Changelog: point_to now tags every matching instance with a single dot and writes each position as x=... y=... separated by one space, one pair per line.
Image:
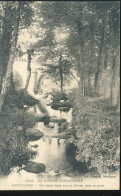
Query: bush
x=97 y=133
x=13 y=146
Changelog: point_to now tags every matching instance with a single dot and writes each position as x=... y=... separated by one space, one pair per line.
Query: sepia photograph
x=59 y=95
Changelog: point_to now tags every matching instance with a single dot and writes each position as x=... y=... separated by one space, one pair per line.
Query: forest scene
x=59 y=88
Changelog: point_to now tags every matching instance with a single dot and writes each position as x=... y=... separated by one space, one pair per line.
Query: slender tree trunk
x=5 y=45
x=115 y=78
x=39 y=83
x=61 y=73
x=29 y=52
x=35 y=82
x=6 y=81
x=100 y=59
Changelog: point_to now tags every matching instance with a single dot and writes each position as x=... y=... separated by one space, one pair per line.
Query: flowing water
x=50 y=151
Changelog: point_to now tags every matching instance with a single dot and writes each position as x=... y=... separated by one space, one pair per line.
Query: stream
x=51 y=151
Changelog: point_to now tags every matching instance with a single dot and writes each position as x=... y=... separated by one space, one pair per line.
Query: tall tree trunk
x=100 y=58
x=5 y=45
x=115 y=78
x=29 y=52
x=35 y=83
x=39 y=90
x=61 y=73
x=6 y=81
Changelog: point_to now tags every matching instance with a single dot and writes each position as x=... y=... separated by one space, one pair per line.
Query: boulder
x=34 y=167
x=35 y=146
x=32 y=132
x=58 y=120
x=64 y=109
x=58 y=105
x=64 y=126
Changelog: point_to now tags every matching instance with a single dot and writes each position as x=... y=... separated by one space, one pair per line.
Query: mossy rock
x=34 y=167
x=58 y=105
x=32 y=132
x=58 y=120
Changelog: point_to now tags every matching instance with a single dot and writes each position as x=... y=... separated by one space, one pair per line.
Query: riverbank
x=97 y=129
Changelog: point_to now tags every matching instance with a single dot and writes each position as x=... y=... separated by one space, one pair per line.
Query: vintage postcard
x=59 y=95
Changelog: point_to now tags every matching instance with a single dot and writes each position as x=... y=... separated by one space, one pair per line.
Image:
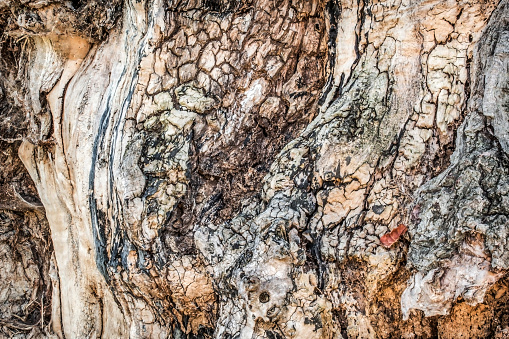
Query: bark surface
x=254 y=169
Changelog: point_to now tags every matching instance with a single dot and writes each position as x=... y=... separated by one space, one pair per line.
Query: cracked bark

═══

Directions for this task: What should appear is an exact reproduction of the lines from the one with "Query: tall tree trunk" through the end of the material above, and no pictures.

Solution:
Query: tall tree trunk
x=100 y=58
x=5 y=45
x=115 y=78
x=29 y=52
x=35 y=83
x=39 y=90
x=61 y=73
x=6 y=81
Changelog: point_to now tags every matching instance with a single dot and writes each position as x=... y=... separated by one space, one pair per line.
Query: boulder
x=34 y=167
x=35 y=146
x=32 y=132
x=58 y=120
x=64 y=109
x=58 y=105
x=64 y=126
Changelog: point_to now tags every matching instance with a single dot and writes each position as x=... y=... separated by one space, one pair per line.
Query: mossy rock
x=34 y=167
x=58 y=105
x=32 y=132
x=58 y=120
Changelog: point_to now tags every matching instance with a single dot and writes each position as x=... y=... separated by one space, one pair per line.
Query: riverbank
x=97 y=129
Changelog: point_to now tags every matching instance with a single dot and writes each position as x=... y=... separated by one space, one pair per line.
Query: vintage postcard
x=59 y=95
Changelog: point_to now tags every matching instance with a single dot and writes each position as x=... y=... separated by one space, one pair per line.
Image:
Query: bark surface
x=254 y=169
Changelog: point_to now tags every matching instance with a single dot and writes each position as x=... y=... separated by one space, one pair per line.
Query: cracked bark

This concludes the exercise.